ЗАДАНИЕ: Продолжите текст о французской революции 1848 года с того места, где он заканчивается.

Читаем Записки о французской революции 1848 года полностью

Странность и несомненно великие последствия (великие в отношении членов, предполагает основатель) этого явления еще увеличиваются при мысли, что в первый раз, может быть [с основания государства], в истории производительность целой нации [вопрос о личности и имуществе каждого доверено] подчинилась одному человеку, который хочет вернуть ее назад вследствие собственного догмата. [Эта честь не была предоставлена даже Иисусу. Его догмат идея.] Все [возможнейшие] известнейшие преобразователи скорее искали данных для преобразования народной жизни в народе же. Политическая экономия [никогда не брала] со Смитом{49}, основателем ее, никогда не бралась предписывать абсолютные законы для труда и промышленности: она только показала законы, которым в известную эпоху следует нация в процессе своей деятельности. Сами эти законы признавала она порождением совокупной жизни лиц{50} и, стало быть, принадлежностью всех и никого. Никогда даже не обсуждала она нравственность или истинность их, а только их действительное существование, соглашаясь, что другая, следующая вереница лиц породит другие законы, тоже никому в сущности не принадлежащие и, может быть, более нравственные и истинные, а может быть, и менее… Уважение к общей мудрости народов, к их свободному произволу было отличительным качеством Смитовой политической экономии…

И вдруг утопия, принимающая в соображение одни только психологические качества человеческой души и не обращающая ни малого внимания на составку и кристаллизацию общества посредством самого себя, проявляется не в книге, не в диспуте, где она относительно чрезвычайно полезна, а проявляется как Управитель, как Законодатель и требует покорности. Странность и величие возвышаются, если подумать, что сам основатель Утопии есть вместе и диктатор: немногие из благородных энтузиастов имели эту честь. Мало заботясь об основных чертах народного характера, покидая совершенно фундамент национальности как нелогический, чудный Утопист хочет ввести свое отечество только в свой силлогизм. И государство в лице работников отвечает ему симпатией. Законодатель, уже ничем не сдерживаемый, распускается самой блестящей, разноцветной тканью. Он вполне убежден, что он – организатор, совсем не замечая того, что он инструмент [в руках для] нового развития, совершенно еще неизвестного. Вместо организации он, напротив, предназначен только все разрушить около себя, для того чтобы явилась новая жизнь с помощью той же совокупной [деятельности] непосредственной деятельности всех, которую он и признавать не хочет, а которая всегда была и всегда будет единственным организатором и творцом в мире.

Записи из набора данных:

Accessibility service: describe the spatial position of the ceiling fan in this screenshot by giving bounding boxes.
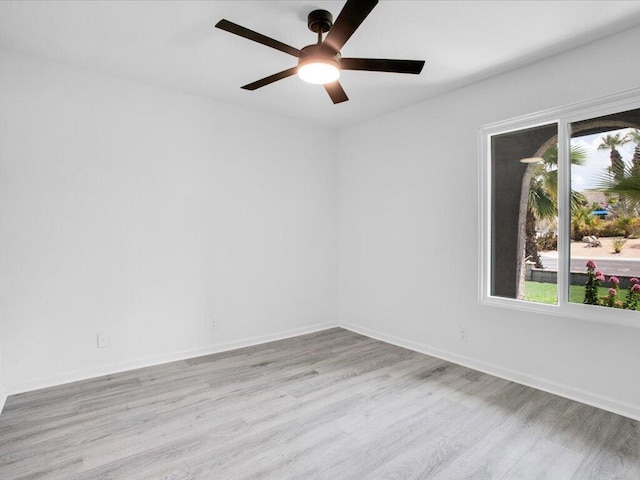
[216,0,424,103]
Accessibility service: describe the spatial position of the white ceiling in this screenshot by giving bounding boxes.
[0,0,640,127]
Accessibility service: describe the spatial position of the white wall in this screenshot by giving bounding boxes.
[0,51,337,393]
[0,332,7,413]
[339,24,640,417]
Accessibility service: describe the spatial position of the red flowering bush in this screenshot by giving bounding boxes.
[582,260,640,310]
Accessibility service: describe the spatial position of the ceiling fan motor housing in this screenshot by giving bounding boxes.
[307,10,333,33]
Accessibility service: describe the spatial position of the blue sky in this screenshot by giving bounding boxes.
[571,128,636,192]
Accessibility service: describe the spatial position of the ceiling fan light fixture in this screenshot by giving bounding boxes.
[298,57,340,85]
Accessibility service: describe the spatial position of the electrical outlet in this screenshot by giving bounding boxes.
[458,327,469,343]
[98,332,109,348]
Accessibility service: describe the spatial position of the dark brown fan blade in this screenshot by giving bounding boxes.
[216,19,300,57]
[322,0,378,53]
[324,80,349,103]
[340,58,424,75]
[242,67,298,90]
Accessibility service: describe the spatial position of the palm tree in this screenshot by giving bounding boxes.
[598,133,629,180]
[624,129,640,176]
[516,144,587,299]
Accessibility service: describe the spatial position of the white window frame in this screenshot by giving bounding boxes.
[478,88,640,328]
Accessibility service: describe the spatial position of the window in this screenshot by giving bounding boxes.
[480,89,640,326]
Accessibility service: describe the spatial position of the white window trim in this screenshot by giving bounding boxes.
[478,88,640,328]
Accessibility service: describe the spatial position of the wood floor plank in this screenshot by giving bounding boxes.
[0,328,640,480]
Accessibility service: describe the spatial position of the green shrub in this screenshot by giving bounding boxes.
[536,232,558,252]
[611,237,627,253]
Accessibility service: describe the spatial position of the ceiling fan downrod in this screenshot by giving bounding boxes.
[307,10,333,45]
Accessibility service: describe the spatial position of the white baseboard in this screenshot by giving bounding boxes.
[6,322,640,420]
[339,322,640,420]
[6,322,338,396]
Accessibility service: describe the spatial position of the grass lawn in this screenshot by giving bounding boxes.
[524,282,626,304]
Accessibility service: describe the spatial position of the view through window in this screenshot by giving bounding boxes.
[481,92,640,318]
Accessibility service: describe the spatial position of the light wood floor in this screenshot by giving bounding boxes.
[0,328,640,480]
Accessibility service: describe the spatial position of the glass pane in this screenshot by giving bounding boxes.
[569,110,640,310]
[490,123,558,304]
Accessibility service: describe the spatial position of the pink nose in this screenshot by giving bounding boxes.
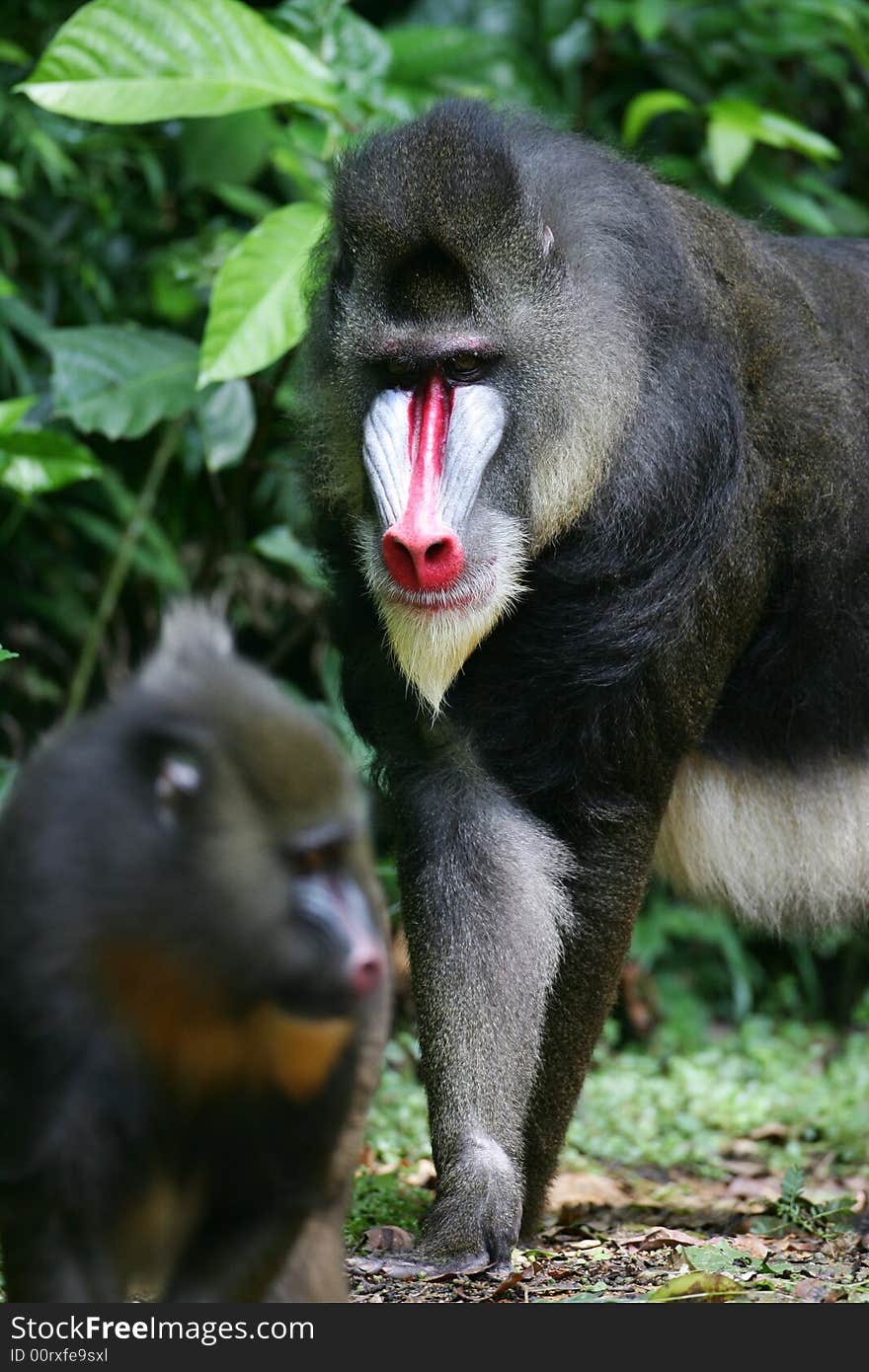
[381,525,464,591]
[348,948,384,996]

ОТВЕТ НА ЗАДАНИЕ:
Вследствие всех этих соображений Луи Блан есть теперь замечательнейшее лицо во Франции. Но если бы у него было только одно: благородство мыслей, чистота убеждений, беспрестанно сталкивающихся с ребячеством выводов и бессилием приложения, – он уже заслужил по одному этому ближайшего рассмотрения].

Еще в революционном заседании в ночь 24 на 25 февраля в Ратуше, когда Луи Блан и Флокон провозглашены были толпами [нар] перемежающегося народа членами Правительства, оба они с трибуны обещали изменение основных законов работы{51}. На следующий день декрет Правительства, подписанный Гарнье-Пажесом и Луи Бланом (секретарь), показал как стилем, так и замашкой сантиментальной эффектности влияние последнего: «Le gouvernement s'engage `a garantir l'existence de l'ouvrier par le travail; il s'engage `a garantir du travail `a tous les citoyens;… Le gouvernement provisoire rend aux ouvriers, auxquels il appartient, le million qui va 'echoir de la liste civile»[72].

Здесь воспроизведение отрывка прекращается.